▸ TASK INSTRUCTIONS:
1. Decide whether each statement agrees with the article on Utah's job growth, answering yes or no and quoting the exact words of the article that settle it: (a) Utah's total job growth from August 2014 to 2015 was 4.6 percent; (b) Utah had the lowest unemployment rate in the nation; (c) the growth amounted to 52,800 jobs added since August 2014.
2. List every percentage figure that appears in the article on Utah's job growth.
3. Pick up the article on Utah's job growth after its last sentence and continue writing it.

▸ PASSAGE PROVIDED:
Utah’s job growth rate in August highest in nation for seventh consecutive month

Utah's job growth is among the highest in the United States: Photo (AP Photo/Charlie Neibergall, File)
Utah’s job growth is among the highest in the United States: Photo (AP Photo/Charlie Neibergall)

Utah posted the highest job growth rate in the nation for total and private job growth for the seventh consecutive month, according to a U.S. Labor Department report.

The report shows that Utah experienced private job sector growth of 4.6 percent and total sector job growth of 4.0 percent from August of 2014 to 2015. These percentages translate to 52,800 jobs having been added to the economy since August 2014.

“This is obviously great news for BYU students looking to enter the workforce in Utah, after graduation,” said Scott Greenhalgh, a BYU alumni career counselor. “The more jobs that there are, the greater the opportunity for our students to get the jobs they want.”

According to Greenhalgh, BYU students usually seem to have no problem finding jobs post-graduation. “Recruiters are continuing to come back to BYU year after year because they like our students – they like the values our students have.”

Jodi Chowen, the Director of University Career Services had similar thoughts to share. “Employers love our students — they love the BYU brand, which labels them as hardworking and honest.”

According to the report, Utah had the sixth lowest unemployment rate in the nation at 3.7 percent, well below the national average of 5.1 percent.

Nebraska continued as the state with the nation’s lowest jobless rate at 2.8 percent. North Dakota has the second-lowest, at 2.9 percent.

▸ SUPPLIED DATA:
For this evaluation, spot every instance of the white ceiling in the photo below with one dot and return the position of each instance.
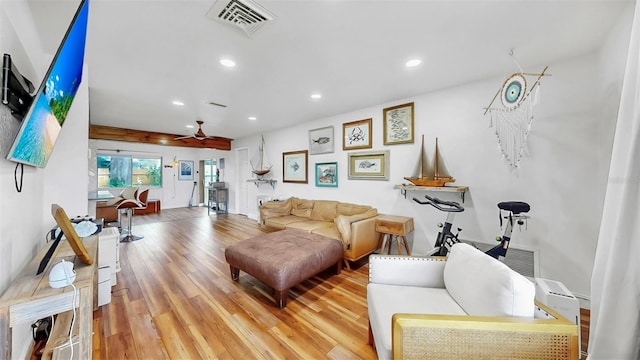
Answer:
(144, 54)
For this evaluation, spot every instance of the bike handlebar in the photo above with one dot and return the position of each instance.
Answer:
(449, 206)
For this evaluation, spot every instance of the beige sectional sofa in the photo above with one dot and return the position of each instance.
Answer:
(352, 224)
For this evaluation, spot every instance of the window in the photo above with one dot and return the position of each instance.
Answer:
(125, 171)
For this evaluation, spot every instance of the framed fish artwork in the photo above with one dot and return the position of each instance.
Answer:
(327, 174)
(356, 135)
(295, 166)
(321, 140)
(398, 124)
(369, 165)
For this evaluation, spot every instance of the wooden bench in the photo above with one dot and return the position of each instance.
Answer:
(153, 207)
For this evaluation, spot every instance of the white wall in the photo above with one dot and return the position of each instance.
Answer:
(562, 178)
(25, 217)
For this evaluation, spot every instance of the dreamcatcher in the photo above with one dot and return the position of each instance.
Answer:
(512, 121)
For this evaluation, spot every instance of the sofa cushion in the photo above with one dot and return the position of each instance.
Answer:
(281, 222)
(330, 232)
(351, 209)
(301, 207)
(323, 210)
(309, 225)
(484, 286)
(385, 300)
(343, 222)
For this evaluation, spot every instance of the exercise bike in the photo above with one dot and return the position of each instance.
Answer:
(516, 211)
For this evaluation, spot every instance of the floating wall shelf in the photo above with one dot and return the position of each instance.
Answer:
(459, 189)
(257, 182)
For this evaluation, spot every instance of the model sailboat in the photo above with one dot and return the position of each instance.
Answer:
(434, 174)
(260, 164)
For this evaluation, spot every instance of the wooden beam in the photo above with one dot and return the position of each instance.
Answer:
(100, 132)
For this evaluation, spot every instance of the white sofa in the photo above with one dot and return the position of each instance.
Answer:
(468, 305)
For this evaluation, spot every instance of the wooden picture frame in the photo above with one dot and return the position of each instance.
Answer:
(327, 174)
(295, 166)
(357, 135)
(398, 124)
(185, 170)
(63, 221)
(369, 165)
(321, 140)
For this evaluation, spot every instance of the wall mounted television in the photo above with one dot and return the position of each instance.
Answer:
(41, 125)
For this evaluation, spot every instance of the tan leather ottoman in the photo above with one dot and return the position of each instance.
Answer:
(284, 258)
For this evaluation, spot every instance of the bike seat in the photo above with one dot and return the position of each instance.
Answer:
(515, 207)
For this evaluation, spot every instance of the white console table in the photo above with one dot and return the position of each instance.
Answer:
(29, 298)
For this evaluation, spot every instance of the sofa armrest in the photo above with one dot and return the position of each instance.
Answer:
(275, 209)
(420, 336)
(343, 223)
(407, 270)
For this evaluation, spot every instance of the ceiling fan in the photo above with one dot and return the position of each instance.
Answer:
(198, 135)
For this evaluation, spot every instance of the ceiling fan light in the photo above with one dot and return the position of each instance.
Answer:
(413, 63)
(227, 63)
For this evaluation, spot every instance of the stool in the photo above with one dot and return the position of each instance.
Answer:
(138, 202)
(391, 225)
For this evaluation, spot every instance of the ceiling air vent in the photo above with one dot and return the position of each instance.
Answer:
(245, 14)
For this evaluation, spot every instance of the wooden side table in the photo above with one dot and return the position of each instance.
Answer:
(391, 225)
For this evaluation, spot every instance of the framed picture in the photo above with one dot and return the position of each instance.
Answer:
(321, 140)
(185, 170)
(369, 165)
(327, 174)
(356, 135)
(294, 166)
(398, 124)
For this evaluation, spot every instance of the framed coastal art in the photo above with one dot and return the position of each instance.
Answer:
(369, 165)
(398, 124)
(294, 166)
(185, 170)
(356, 135)
(321, 140)
(327, 174)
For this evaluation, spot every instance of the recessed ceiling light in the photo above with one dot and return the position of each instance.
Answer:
(227, 62)
(413, 63)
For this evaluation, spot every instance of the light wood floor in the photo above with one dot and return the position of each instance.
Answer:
(175, 299)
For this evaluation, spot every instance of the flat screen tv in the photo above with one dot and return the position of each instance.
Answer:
(42, 123)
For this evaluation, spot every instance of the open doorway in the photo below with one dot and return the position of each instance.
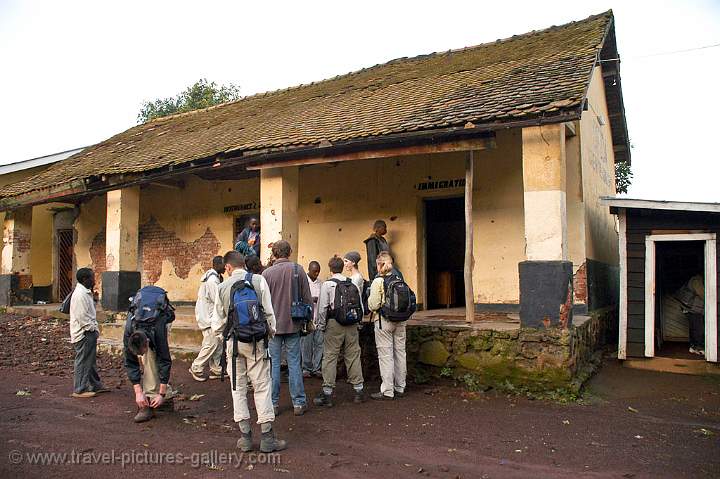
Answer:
(668, 265)
(680, 296)
(445, 252)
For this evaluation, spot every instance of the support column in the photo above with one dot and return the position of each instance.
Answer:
(279, 208)
(16, 278)
(121, 280)
(546, 286)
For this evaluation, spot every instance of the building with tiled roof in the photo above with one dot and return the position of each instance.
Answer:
(513, 141)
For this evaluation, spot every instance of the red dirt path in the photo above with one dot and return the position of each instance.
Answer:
(672, 430)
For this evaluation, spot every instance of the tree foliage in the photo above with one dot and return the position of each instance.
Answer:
(199, 95)
(623, 176)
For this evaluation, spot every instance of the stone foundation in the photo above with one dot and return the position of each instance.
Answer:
(528, 360)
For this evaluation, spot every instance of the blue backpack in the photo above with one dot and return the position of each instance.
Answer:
(148, 305)
(245, 312)
(246, 322)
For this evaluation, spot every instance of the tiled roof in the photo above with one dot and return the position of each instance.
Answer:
(542, 73)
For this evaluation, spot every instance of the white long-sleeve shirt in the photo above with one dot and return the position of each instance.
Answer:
(82, 313)
(205, 304)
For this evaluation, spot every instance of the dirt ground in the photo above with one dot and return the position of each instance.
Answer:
(630, 424)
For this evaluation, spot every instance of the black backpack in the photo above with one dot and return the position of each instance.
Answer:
(246, 323)
(347, 307)
(149, 304)
(400, 301)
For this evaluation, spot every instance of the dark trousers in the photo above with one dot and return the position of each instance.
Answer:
(86, 376)
(697, 330)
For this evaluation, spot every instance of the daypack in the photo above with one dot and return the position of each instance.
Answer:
(400, 301)
(246, 322)
(299, 310)
(245, 312)
(148, 305)
(347, 307)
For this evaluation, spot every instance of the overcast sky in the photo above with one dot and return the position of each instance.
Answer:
(74, 73)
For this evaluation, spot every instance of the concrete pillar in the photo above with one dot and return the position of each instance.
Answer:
(16, 277)
(121, 280)
(279, 207)
(546, 287)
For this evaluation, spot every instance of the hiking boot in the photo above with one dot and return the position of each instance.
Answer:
(168, 405)
(196, 376)
(144, 414)
(85, 394)
(323, 399)
(269, 443)
(381, 397)
(245, 442)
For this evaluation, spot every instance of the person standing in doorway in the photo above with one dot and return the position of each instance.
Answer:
(251, 236)
(389, 336)
(83, 335)
(376, 244)
(312, 343)
(350, 261)
(282, 277)
(210, 349)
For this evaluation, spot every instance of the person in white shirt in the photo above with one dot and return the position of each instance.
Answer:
(211, 348)
(312, 344)
(83, 335)
(252, 362)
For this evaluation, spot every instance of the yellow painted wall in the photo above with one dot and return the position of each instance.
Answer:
(575, 201)
(339, 203)
(598, 175)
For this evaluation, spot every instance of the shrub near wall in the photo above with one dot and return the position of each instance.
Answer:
(538, 362)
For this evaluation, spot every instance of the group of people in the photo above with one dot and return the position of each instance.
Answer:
(252, 319)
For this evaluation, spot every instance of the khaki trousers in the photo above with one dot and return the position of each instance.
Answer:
(390, 343)
(210, 353)
(151, 379)
(337, 336)
(255, 367)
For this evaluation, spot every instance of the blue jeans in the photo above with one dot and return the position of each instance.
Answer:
(297, 388)
(312, 348)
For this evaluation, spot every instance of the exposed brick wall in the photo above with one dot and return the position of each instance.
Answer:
(580, 284)
(158, 244)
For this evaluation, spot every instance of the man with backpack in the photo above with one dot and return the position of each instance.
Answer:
(244, 313)
(292, 303)
(146, 336)
(393, 302)
(339, 312)
(211, 348)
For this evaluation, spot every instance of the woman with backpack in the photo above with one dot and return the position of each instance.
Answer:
(389, 319)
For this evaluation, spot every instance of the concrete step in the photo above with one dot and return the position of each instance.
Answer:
(181, 335)
(672, 365)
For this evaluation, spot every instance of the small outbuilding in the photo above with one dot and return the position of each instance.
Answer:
(668, 278)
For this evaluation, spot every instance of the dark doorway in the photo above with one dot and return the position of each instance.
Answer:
(679, 275)
(445, 252)
(64, 263)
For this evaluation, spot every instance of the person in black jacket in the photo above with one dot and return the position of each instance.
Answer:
(376, 244)
(151, 384)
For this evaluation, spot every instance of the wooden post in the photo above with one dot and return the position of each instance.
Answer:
(469, 296)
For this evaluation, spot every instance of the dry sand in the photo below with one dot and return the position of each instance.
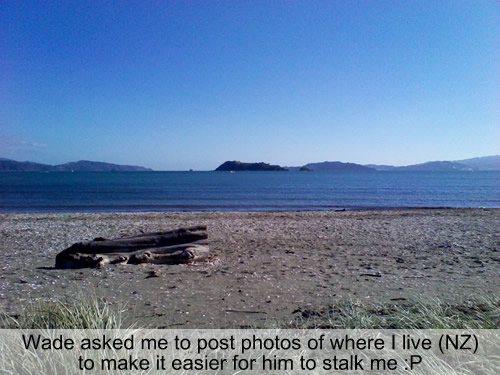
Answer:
(265, 265)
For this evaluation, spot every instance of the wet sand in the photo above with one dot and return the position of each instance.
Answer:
(264, 265)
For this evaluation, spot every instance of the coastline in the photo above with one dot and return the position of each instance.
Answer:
(265, 264)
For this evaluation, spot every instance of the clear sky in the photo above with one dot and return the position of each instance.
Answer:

▸ EXPECTED RESULTS:
1.
(a) No: "private job sector growth of 4.6 percent and total sector job growth of 4.0 percent from August of 2014 to 2015"
(b) No: "Utah had the sixth lowest unemployment rate in the nation at 3.7 percent"
(c) Yes: "These percentages translate to 52,800 jobs having been added to the economy since August 2014."

2. 4.6 percent, 4.0 percent, 3.7 percent, 5.1 percent, 2.8 percent, 2.9 percent

3.
In contrast, unemployment in California remains elevated at 6.1 percent, though that is down sharply from 7.4 percent a year ago. Alaska’s unemployment rate is 6.6 percent, down from 6.9 percent a year ago.

“Utah’s diverse economy continues to lead the nation,” Gov. Herbert said in the release put out by the state. “In fact, our state’s strong private sector job growth is twice the national average and a full percentage point higher than the state in second place.”

According to Chowen, more than half of BYU’s students are not from Utah, yet about half seek employment in Utah post-graduation. “This shows that our students like it here and want to work here even after they are done with school.”

Washington ranked second to Utah in year-over private sector job growth at 3.6 percent, followed by Florida at 3.6 percent and Oregon at 3.5 percent.

Oregon ranked second to Utah in year-over total job growth at 3.5 percent, followed by Washington at 3.3 percent and Florida at 3.1 percent.

According to the report, nine of the 10 private sector industry groups measured in the establishment survey posted net job increases in August as compared to last year, while the natural resources and mining industry let 800 positions go.

The largest private sector employment increases were in leisure and hospitality (12,800 jobs), professional and business services (9,600 jobs), education and health services (9,400 jobs).

The fastest employment growth occurred in leisure and hospitality (9.7 percent), education and health services (5.5 percent) and professional and business services (5.1 percent).

Amy King, a recent BYU exercise science graduate, accepted a job offer in leisure and hospitality just five days after beginning her job search. According to her, students simply need to be open to the possibility of working in a field they didn’t initially anticipate.

“Even though I didn’t know it at the time, there are tons of jobs out there, just like the one I found,” King said. “Be open to using your skills, wherever they may take you.”

According to Chowen, 80 percent of students that seek full-time employment find it within 3 months. Ninety percent find work within 6 months.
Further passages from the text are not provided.